Para abrir boca, el recorrido se inicia con Retrato de un joven (hacia 1500), atribuido a Durero, el dibujo de Lancero a caballo (1502) y una joya, Salomé con la cabeza de san Juan Bautista (1526-1530), de Lucas Cranach el Viejo, amigo de Lutero y defensor de la Reforma. Cranach muestra a una joven poderosa, glacial, enjoyada, vestida a la moda de la época.
Una delicada estatuilla en bronce, Guerrero a caballo, atribuida a Leonardo da Vinci, junto a sus Estudios de patas de caballo (1490) se codean con una pieza maestra, la Madonna Esterházy (1508), de Rafael. Diminuta, con un niño Jesús más grande que san Juanito, aparece sin terminar. La tabla, algo combada, se oculta tras un rimbombante marco y una caja de metacrilato. No menores, pero apagadas por Rafael y Leonardo, obras de Lorenzo Lotto, Garofalo y Bronzino.

## TAREAS POR REALIZAR:
1. Reescribe en forma de lista el párrafo del texto sobre el recorrido de la exposición que empieza con "Una delicada estatuilla en bronce" y conserva sus datos principales.
2. Prosigue el texto sobre el recorrido de la exposición a partir de su última oración.

## REGISTROS PROPORCIONADOS:

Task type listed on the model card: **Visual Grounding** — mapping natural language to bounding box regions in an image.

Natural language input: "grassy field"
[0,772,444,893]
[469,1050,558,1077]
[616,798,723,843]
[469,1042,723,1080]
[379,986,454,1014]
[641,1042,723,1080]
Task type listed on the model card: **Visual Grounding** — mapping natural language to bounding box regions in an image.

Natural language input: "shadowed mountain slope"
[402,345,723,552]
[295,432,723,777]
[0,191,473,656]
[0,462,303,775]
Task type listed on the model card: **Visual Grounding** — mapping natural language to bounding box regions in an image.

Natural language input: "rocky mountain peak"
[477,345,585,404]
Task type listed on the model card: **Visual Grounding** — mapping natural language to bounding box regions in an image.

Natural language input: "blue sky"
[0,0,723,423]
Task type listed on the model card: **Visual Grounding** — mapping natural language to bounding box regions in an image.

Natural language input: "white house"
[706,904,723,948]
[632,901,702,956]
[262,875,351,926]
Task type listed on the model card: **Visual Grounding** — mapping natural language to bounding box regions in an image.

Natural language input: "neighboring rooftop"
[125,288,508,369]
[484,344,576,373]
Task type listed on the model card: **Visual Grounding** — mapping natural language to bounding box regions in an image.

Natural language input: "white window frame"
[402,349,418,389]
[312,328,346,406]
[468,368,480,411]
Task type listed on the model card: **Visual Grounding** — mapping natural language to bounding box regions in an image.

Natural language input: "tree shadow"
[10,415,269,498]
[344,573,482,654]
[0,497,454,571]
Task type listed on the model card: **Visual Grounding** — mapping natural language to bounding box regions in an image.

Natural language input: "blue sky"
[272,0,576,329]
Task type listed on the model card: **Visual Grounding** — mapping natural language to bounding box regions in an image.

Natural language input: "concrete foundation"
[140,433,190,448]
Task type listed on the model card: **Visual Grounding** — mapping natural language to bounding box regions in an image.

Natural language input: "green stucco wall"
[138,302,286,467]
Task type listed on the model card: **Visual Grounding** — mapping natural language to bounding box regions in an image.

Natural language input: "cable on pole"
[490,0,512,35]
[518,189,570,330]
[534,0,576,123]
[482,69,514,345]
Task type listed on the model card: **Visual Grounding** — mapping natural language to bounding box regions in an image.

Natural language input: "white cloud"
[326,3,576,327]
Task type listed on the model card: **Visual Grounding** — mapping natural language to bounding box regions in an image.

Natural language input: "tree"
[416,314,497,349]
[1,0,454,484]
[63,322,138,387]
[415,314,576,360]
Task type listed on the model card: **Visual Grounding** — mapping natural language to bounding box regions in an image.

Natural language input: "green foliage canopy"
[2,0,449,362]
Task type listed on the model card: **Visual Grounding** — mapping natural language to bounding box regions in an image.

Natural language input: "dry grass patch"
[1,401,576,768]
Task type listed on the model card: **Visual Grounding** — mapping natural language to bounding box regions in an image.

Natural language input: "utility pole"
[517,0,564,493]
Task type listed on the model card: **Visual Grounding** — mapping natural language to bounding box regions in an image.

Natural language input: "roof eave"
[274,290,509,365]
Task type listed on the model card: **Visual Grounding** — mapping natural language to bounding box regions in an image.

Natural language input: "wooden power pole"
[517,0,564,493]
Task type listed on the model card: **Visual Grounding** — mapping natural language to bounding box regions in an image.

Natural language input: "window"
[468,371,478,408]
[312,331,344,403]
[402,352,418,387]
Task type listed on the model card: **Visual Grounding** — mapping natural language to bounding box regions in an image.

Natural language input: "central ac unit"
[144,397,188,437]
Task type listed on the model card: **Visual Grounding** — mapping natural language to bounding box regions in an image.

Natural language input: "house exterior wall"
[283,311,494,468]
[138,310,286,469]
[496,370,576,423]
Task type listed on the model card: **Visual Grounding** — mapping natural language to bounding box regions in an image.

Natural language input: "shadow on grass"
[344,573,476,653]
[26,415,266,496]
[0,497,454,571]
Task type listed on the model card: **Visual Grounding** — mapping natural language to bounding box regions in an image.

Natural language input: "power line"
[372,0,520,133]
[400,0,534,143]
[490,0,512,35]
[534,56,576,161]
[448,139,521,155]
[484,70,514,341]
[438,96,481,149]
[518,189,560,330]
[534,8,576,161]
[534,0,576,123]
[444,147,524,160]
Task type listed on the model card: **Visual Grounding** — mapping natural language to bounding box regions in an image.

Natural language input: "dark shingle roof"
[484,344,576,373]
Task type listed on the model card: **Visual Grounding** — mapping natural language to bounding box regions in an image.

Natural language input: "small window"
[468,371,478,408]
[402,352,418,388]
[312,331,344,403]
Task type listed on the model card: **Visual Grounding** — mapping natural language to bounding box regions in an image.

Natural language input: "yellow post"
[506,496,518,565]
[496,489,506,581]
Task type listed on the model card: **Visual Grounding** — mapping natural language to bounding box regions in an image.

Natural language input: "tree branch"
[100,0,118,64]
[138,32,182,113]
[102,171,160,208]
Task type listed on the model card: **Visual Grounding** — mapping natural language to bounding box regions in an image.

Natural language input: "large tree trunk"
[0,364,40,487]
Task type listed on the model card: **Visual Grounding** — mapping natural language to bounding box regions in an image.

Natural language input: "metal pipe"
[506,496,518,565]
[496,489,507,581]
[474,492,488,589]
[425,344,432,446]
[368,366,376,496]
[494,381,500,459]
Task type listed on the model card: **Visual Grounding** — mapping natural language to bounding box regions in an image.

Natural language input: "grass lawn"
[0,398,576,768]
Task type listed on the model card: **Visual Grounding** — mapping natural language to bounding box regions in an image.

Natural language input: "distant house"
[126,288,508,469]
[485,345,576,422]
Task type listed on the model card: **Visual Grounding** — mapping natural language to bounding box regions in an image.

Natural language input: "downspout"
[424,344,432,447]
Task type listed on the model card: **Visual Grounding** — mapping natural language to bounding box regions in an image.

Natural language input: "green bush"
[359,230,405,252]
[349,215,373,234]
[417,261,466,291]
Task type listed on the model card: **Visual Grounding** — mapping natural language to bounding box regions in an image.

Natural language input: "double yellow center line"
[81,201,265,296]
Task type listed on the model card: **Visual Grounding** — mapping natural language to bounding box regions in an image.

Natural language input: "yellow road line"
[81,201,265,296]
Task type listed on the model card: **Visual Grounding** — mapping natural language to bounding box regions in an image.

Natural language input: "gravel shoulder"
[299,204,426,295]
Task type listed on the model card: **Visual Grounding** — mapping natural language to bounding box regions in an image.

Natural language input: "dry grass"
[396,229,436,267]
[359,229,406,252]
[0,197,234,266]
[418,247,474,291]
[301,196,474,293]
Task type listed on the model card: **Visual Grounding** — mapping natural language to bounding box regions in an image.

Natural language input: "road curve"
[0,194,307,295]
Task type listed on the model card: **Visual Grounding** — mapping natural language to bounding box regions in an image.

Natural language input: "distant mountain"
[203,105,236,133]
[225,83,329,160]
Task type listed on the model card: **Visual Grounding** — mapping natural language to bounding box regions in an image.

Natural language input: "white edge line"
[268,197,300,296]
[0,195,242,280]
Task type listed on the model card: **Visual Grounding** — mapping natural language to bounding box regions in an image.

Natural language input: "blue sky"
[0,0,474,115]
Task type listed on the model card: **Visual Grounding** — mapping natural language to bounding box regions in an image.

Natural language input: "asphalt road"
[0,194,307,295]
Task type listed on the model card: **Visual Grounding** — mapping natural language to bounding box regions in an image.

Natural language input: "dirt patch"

## RESPUESTAS DEL EJERCICIO:
1.
- Guerrero a caballo: delicada estatuilla en bronce atribuida a Leonardo da Vinci, expuesta junto a sus Estudios de patas de caballo (1490).
- Madonna Esterházy (1508), de Rafael: pieza maestra, diminuta y sin terminar, con un niño Jesús más grande que san Juanito. La tabla está algo combada y se oculta tras un marco rimbombante y una caja de metacrilato.
- Obras de Lorenzo Lotto, Garofalo y Bronzino: no son menores, pero quedan apagadas por Rafael y Leonardo.

2.
En otras salas, obras de las escuelas italiana, alemana y flamenca (Rubens, Van Dyck, Jordaens, Gossaert, Giaquinto, Carracci, Tiepolo, Guardi, Canaletto, Ricci) y de la pintura española del Siglo de Oro con Zurbarán, Alonso Cano, Murillo y un impresionante Velázquez, El almuerzo (1618-1619). Recorriendo el siglo XVIII, aparecen tres lienzos de Goya, un excepcional retrato de la mujer de Ceán Bermúdez, La aguadora y El Afilador.
No hay que perderse los medallones en alabastro de Franz Xaver Messerschmidt. Ingeniosos, deliciosos. El escultor fue apartado de la Academia de Bellas Artes de Viena alegando que padecía esquizofrenia. Se refugió en Bratislava, donde esculpió en bronce sus magníficas Cabezas de expresión (1777-1781). Hombres que bostezan, lloran o duermen. En algún momento recuerdan a los rostros riendo de los hombrecillos de Juan Muñoz.
La última sala recoge obras desde el Impresionismo a las Vanguardias. Están los Ciruelos en flor en Vétheuil de Monet, Los cerdos negros de Gauguin o El aparador de Cézanne. Pero el mejor descubrimiento son los pintores húngaros del siglo XIX. Mujer con vestido de lunares blancos (1889) de Rippl-Rónai tiene una clara influencia de Whistler, a quien conoció en París. El arte húngaro del siglo XX está claramente alineado con los neoimpresionistas. A mediados de 1900 evoluciona hacia las “arquitecturas de la imagen”, como las geométricas construcciones que pinta Sándor Bortnyik, abstractas composiciones planas en las que colocaba figuras y objetos.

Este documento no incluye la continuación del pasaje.